# Ausgewählter Auszug
........

Haben Sie in der heutigen NBA einen Lieblingsspieler?
Gervin: Curry ist definitiv einer davon, Durant ebenfalls. Ich bin auch begeistert davon, wie James Harden sein Spiel über die Jahre transformiert hat. Er war in Houston zuletzt vor allem ein Scorer, in Brooklyn ist er ein überragender Playmaker und ein Scorer. Es gibt einige Jungs, bei denen ich versuche, so viele Spiele wie möglich zu sehen. Und es ist schwer, dabei dann nicht auch LeBron James zu nennen. Was er geleistet hat und wie er diese Ära prägt, ist faszinierend. Auch dieses Jahr darf man den Champ nicht abschreiben.
George Gervin: "Das GOAT-Thema ist Ära-spezifisch"
Da Sie LeBron ansprechen: Sie haben für kurze Zeit mit Michael Jordan zusammengespielt, als dieser seine Karriere gerade startete, in der ABA spielten Sie auch mit Julius Erving zusammen. Sie wissen ja, das vor allem MJ und LeBron in jeder Debatte um den besten Spieler aller Zeiten auftauchen. Haben Sie eine Meinung dazu?

........

# Aufgabenziel
Setzen Sie das Interview mit George Gervin über die heutige NBA im Anschluss an die zuletzt gestellte Frage fort.

# Quellenauszug

........

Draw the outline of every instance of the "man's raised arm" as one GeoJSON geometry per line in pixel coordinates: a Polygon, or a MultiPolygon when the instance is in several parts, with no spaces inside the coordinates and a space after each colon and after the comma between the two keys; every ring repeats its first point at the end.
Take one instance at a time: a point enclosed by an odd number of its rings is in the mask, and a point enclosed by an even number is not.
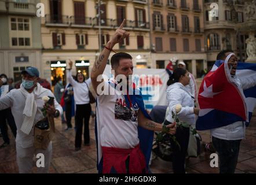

........

# Ergebnis der Aufgabe
Gervin: Das GOAT-Thema ist Ära-spezifisch, finde ich. Es ist so schwer ... Ich habe immer gesagt, dass Kareem (Abdul-Jabbar, Anm. d. Red.) der Größte aller Zeiten ist, wegen all dem, was er erreicht hat. Aber ich weiß, dass ich da meinen persönlichen Blickwinkel habe. Julius war großartig, LeBron ist großartig, Mike war großartig. Aber dieses GOAT-Thema - es ist einfach schwer zu vergleichen. Es ist in erster Linie ein Thema, über das Leute reden, weil sie sich selbst gern reden hören.
Wie sieht es mit Spitznamen aus? "Iceman" muss ganz oben stehen, oder?
Gervin: Das gefällt mir. Ich kann nicht zustimmen, weil ich nicht so eitel bin, aber das gefällt mir wirklich. (lacht)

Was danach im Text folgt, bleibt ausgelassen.